## PROBLEM TO WORK ON
Extend the court opinion below on the COGSA package limitation, picking up right after its final sentence.

## PAGE
Comsource is also distinguishable because in that case, the bill of lading issued to the shipper contradicted the statute of limitations term in the carrier’s tariff. See Comsource, 102 F.3d at 441 fn. 7. Although the carrier sought to enforce a one year statute of limitations in its tariff, the underlying bill of lading incorporated a Uniform Domestic Straight Bill of Lading that provided for a two year statute of limitations, not the tariff. Id . Thus, the tariff was inconsistent with the bill of lading as well as the applicable statute. Here, there is no conflict between the documents, and the Supreme Court has held that such an extension is consistent with the COGSA.
In the second case relied upon by Starrag, Encyclopaedia Britannica, the Second Circuit considered a clause in a long form bill of lading, not mentioned in the short form bill of lading, that required a shipper to notify the carrier if stowage of the goods below deck was required. 422 F.2d at 10. The clause also disclaimed any liability for damage to goods stored on deck. Id. at 10, 13-14. After characterizing this clause as a “substantial deviation from the standard provisions,” the Second Circuit noted that the clause shifted “the burden of proof from the carrier, as provided by COGSA, to the shipper.” Id. at 13, 16. The court concluded that the attempt to contractually shift the burden of proof regarding damages stated in COGSA violated the Act’s prohibition on exculpatory clauses. Id. at 16. Encyclopaedia Britannica is distinguishable because the contractual extension of the COGSA’s package limitation does not violate any of the provisions of the COGSA, and is expressly allowed by § 7 of the Act. Therefore, no additional notice was required.
As a practical matter, contractual extension of the COGSA is now routine in the shipping industry. See Michael E. Crowley, The Limited Scope of the Cargo Liability Regime Covering Carriage of Goods by Sea: The Multimodal Problem, 79 Tul. L.Rev. 1461, 1471 (2005); 8 Benedict on Admiralty, § 16.06 (7th rev. ed.2004). The clause at issue in this case, paragraph 5.2 of the CTBL, is a period of responsibility clause that is recognized as a “term and condition normally found on the reverse side of a bill of lading.” 1 Schoenbaum, Admiralty and Maritime Law, § 10-11 at 64-65. Unlike the burden shifting terms of the bill of lading in Encyclopaedia Britannica, or the shorter statute of limitations in Comsource, the existence of COGSA § 7, and industry practice makes contractual extension of the COGSA package limitation one of “the usual provisions which closely follow COGSA” and not a special term or exception that differs from the COGSA provisions. Encyclopaedia Britannica, 422 F.2d at 14. We conclude that Maersk’s Short Form and CTBL are in harmony with the relevant provisions of the COGSA, that the district court properly distinguished Comsource and Encyclopaedia Britannica, and that Maersk was not required to give additional notice to enforce the package liability limitation or to contractually extend the terms of the COGSA.
III.
Starrag also argues that the package limitation violates the Harter Act’s prohibition of clauses exculpating carriers from liability. This argument fails for two reasons. First, where the parties contractually extend the COGSA to cover the damage, the Harter Act does not apply. See Sea-Land Serv., Inc. v. Lozen Int’l, LLC, 285 F.3d 808, 816-17 (9th Cir.2002) (applying the COGSA to a bill of lading that contractually extended COGSA through a Clause Paramount and not the Carmack Amendment or the Harter Act). Therefore, because the CTBL properly states that it is governed by the COGSA, and extends the COGSA terms through delivery of the goods, the Harter Act does not apply.

## RECORDED DATA
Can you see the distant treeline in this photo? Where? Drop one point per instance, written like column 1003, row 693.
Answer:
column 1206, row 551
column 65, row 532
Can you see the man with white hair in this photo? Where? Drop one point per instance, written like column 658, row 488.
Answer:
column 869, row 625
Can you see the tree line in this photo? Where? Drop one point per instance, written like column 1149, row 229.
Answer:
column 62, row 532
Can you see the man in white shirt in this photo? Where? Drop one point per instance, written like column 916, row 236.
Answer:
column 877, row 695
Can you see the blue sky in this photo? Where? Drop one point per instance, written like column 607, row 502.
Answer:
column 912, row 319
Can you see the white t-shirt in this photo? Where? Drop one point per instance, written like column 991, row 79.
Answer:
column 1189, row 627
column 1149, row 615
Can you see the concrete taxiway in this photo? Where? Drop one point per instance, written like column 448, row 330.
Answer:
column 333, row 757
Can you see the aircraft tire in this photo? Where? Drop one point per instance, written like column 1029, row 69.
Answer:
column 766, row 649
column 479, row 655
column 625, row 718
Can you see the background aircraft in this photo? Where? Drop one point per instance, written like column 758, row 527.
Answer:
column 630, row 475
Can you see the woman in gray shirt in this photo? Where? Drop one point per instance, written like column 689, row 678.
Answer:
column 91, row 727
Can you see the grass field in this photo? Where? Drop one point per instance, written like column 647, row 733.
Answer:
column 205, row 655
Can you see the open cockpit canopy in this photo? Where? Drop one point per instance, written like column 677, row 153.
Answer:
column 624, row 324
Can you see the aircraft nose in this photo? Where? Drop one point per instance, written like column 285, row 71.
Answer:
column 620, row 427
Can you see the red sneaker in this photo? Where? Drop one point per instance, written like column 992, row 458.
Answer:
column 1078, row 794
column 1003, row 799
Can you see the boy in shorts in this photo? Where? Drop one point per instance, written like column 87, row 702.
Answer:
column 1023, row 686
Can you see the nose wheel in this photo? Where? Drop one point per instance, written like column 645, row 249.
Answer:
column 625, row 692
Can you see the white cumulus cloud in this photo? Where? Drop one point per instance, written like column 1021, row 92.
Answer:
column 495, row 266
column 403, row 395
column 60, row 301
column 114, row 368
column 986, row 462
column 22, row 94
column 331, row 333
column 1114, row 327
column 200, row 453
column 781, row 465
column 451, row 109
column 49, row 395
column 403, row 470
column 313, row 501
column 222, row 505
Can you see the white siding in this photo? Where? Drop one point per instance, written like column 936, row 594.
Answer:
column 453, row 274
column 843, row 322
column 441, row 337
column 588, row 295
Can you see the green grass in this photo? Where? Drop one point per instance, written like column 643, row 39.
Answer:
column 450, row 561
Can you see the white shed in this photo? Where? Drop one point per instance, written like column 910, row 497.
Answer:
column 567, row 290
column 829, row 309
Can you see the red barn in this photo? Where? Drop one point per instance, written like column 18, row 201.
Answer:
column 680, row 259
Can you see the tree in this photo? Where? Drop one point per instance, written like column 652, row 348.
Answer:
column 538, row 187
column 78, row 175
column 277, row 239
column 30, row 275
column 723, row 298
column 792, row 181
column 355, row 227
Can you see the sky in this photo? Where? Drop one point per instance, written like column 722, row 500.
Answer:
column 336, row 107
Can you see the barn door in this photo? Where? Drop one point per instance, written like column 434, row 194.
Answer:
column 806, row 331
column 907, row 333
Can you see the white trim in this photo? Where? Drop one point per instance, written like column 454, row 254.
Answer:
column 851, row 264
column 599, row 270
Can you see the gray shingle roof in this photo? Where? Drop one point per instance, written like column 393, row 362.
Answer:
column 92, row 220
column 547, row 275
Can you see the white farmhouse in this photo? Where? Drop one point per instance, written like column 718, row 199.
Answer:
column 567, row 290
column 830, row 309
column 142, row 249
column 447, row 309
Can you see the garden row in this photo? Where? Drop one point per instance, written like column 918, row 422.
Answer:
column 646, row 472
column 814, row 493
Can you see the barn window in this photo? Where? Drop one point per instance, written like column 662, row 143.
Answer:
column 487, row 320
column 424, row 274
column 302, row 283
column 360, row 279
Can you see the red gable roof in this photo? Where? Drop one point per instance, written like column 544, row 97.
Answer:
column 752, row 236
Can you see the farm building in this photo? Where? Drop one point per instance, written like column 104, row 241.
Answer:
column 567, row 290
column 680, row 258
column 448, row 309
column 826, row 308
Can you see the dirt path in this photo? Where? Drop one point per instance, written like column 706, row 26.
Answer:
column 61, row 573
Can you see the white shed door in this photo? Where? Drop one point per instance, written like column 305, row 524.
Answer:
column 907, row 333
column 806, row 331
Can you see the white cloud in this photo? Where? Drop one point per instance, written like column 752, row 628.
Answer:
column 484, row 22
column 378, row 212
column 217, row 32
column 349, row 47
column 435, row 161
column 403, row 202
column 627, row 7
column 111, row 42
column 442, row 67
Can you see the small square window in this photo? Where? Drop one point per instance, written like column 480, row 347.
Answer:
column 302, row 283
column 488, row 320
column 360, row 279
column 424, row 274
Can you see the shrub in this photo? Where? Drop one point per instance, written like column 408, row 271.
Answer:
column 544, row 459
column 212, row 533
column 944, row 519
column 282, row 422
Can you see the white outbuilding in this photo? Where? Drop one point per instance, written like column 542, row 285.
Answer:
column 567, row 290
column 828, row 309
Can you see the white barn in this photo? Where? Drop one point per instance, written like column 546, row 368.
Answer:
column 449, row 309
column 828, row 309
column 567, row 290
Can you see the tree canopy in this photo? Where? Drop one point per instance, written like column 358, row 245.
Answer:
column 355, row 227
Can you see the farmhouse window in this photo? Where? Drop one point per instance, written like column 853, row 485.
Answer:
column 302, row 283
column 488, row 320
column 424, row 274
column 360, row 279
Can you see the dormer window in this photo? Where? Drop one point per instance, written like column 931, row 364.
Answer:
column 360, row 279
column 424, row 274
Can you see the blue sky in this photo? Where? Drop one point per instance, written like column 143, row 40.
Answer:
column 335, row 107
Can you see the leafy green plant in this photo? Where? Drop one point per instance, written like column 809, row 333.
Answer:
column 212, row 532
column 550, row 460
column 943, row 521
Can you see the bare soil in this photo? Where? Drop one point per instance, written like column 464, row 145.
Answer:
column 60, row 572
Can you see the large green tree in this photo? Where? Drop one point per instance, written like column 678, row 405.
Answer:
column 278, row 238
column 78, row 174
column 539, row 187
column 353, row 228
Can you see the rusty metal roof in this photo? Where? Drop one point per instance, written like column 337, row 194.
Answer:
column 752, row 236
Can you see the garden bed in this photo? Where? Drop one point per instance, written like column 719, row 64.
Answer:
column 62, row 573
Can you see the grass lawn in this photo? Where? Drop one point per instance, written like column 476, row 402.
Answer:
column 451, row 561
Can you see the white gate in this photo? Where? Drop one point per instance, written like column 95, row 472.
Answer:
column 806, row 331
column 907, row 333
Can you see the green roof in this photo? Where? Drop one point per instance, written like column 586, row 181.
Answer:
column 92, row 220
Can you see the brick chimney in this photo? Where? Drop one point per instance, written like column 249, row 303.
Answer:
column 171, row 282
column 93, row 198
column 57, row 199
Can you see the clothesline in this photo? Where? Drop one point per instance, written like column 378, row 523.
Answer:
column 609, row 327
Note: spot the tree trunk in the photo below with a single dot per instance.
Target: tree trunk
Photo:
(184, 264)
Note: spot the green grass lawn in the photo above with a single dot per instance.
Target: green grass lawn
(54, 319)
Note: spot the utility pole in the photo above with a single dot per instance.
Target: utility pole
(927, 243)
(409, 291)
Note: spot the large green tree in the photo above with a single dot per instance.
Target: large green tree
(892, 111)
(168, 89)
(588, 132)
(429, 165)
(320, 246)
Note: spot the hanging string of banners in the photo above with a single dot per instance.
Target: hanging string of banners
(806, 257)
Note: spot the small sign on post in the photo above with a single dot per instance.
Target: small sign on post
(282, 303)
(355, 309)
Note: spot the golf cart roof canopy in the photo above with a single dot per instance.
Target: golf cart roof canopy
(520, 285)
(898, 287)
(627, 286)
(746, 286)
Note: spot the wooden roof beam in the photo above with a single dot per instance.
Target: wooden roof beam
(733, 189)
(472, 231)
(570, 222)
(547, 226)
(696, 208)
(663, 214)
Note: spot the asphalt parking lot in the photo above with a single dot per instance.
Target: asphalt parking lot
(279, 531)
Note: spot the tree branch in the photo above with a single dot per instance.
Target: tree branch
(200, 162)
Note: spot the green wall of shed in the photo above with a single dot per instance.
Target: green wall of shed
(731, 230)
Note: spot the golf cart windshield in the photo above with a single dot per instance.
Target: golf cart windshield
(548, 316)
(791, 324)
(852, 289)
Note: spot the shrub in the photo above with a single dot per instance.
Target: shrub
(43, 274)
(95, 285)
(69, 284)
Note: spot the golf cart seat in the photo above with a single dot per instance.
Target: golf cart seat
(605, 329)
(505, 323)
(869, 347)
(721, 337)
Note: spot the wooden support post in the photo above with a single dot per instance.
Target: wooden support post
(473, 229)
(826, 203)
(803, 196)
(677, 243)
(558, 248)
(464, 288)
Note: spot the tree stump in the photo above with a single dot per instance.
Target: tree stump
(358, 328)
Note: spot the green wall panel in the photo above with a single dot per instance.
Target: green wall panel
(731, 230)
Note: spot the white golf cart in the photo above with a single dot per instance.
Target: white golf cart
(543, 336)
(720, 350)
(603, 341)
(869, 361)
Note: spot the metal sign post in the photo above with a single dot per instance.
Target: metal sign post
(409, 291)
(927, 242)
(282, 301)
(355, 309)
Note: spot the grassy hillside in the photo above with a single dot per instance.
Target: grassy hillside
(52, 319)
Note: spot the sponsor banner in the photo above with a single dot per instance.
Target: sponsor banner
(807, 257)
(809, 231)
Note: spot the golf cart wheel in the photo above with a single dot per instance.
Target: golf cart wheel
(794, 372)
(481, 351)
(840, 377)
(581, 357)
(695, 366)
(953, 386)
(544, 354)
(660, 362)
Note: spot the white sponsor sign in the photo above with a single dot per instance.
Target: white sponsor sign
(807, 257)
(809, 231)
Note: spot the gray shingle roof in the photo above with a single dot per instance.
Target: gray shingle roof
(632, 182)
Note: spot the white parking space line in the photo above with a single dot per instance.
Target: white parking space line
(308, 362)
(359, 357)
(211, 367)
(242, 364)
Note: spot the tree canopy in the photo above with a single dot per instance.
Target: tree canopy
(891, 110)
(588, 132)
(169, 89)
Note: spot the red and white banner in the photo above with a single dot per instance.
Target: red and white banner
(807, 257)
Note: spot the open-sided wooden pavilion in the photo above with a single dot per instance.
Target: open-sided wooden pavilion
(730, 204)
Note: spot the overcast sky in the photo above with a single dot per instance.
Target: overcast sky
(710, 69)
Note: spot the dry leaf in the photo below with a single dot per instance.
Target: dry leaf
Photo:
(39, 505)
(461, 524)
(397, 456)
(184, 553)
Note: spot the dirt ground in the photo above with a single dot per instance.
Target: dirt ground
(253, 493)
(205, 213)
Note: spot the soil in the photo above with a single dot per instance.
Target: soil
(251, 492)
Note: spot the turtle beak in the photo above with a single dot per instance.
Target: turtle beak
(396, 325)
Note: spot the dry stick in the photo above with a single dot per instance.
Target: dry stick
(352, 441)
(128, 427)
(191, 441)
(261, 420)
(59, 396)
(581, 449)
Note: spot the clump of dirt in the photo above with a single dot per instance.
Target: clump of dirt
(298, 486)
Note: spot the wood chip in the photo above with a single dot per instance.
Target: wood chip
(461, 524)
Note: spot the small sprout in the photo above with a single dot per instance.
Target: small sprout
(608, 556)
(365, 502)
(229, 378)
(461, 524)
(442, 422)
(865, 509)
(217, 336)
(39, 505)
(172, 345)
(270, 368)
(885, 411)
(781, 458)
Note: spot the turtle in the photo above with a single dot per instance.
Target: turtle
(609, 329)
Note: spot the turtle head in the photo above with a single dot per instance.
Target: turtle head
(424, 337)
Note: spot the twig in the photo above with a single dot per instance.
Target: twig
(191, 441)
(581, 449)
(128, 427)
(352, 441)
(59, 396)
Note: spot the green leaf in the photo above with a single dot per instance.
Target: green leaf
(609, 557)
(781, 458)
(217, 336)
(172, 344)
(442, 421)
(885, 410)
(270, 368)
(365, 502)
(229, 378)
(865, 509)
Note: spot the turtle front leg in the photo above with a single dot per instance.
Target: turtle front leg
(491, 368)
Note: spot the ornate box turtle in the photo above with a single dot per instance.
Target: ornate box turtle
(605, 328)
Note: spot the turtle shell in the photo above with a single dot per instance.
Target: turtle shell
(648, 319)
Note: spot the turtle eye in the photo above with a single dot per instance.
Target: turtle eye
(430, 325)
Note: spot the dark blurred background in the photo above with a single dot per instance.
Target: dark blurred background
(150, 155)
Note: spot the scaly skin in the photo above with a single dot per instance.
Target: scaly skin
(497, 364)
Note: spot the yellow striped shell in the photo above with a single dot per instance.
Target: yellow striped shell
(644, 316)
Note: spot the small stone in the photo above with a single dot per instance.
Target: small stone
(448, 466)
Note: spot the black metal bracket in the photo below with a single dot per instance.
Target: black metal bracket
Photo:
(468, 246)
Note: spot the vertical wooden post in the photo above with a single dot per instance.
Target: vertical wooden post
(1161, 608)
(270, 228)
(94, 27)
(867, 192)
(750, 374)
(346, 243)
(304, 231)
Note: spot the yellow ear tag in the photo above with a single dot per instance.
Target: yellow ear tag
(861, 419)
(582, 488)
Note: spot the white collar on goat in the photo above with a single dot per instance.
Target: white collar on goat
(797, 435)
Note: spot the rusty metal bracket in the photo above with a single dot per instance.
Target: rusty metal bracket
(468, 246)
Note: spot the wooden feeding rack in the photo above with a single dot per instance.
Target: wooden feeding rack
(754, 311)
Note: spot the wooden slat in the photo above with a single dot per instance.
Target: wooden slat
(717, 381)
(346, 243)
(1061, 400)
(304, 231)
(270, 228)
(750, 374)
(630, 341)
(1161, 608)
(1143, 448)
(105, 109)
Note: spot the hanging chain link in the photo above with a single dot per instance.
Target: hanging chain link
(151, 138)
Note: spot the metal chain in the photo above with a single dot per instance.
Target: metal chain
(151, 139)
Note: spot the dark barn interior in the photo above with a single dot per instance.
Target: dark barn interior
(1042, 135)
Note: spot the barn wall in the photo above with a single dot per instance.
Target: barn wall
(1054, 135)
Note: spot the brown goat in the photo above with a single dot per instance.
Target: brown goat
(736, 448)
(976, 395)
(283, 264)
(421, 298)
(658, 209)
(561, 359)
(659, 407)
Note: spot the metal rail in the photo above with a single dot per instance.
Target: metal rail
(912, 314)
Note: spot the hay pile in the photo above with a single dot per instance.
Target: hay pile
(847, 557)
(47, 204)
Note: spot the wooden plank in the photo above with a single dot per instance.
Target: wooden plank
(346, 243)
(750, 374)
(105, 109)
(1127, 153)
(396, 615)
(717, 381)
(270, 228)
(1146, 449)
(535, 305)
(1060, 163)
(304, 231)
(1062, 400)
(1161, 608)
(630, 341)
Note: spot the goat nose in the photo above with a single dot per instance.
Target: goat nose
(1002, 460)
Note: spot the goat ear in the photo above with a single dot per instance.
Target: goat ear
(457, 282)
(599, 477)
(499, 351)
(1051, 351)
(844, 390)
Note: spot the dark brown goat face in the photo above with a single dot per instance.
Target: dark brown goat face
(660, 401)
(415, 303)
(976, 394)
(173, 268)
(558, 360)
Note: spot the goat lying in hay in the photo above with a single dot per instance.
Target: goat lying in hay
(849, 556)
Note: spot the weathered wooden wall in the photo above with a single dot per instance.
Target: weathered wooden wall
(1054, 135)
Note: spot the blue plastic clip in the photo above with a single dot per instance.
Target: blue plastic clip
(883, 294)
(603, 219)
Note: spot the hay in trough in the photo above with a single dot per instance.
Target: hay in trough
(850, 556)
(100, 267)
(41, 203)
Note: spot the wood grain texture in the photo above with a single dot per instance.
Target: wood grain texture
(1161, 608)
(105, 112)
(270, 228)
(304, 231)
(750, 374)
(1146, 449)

## ANSWER BELOW
[10] Second, even if the Harter Act applied, it does not prohibit clauses that limit liability. Starrag contends that the COGSA’s package limitation violates the Harter Act’s prohibition of exculpation of liability by limiting its recovery to $1,500 where its machines suffered approximately $600,000 in damage. The difference between the liability cap and the actual damages, however, is irrelevant. We have recognized that as long as the carrier does not avoid liability under the Harter Act, it can limit liability through the use of contract clauses. See Vision Air Flight Serv., 155 F.3d at 1171 n. 7 (citing 2A Benedict on Admiralty, § 12 at 2-5 (1988)). In Tessler Bros., we concluded that as long as there is some liability, a package limitation is not an exculpation from liability under either the COGSA or the Harter Act. 494 F.2d at 443 (discussing difference between a liability limit and a liability exclusion). Decisions from other circuits interpreting the Harter Act and enforcement of package liability limitations have also found contractual liability limitations enforceable. We conclude that the Harter Act does not prohibit enforcement of the COGSA’s package limitation or conflict with the package limitation.
IV.
[11] Starrag also argues that bills of lading in general are contracts of adhesion, requiring stricter construction against the carrier. Shippers may not avoid the package limitation, however, where the language and intent of the contract’s clauses are clear. See Mori Seiki, 990 F.2d at 448 (rejecting contract of adhesion argument regarding extension of the COGSA package limitation and a Himalaya Clause); Institute of London Underwriters, 881 F.2d at 767 (noting Himalaya Clauses are matters of common usage and refusal to cover agents and independent contractors would render Himalaya Clauses “extraordinarily empty”). Therefore, the district court acted properly by applying general contract principles in finding that the COGSA package limitation also protects Maersk Pacific Ltd., and that the joint liability of the Maersk defendants is limited to $1,500.
V.
[12] Finally, Starrag contends that the word “delivery” in the CTBL was ambiguous, and therefore should be interpreted as limiting the package limitation to the “tackle to tackle” period. Starrag reads the phrase “or during any prior or subsequent period of carriage by water” in the CTBL in conjunction with the word “delivery” so as to end the applicability of the COGSA once the machines were placed on the dock. We, however, agree with the district court that the word “delivery,” in the context of the CTBL, describes an act beyond the mere placement of goods to the dock.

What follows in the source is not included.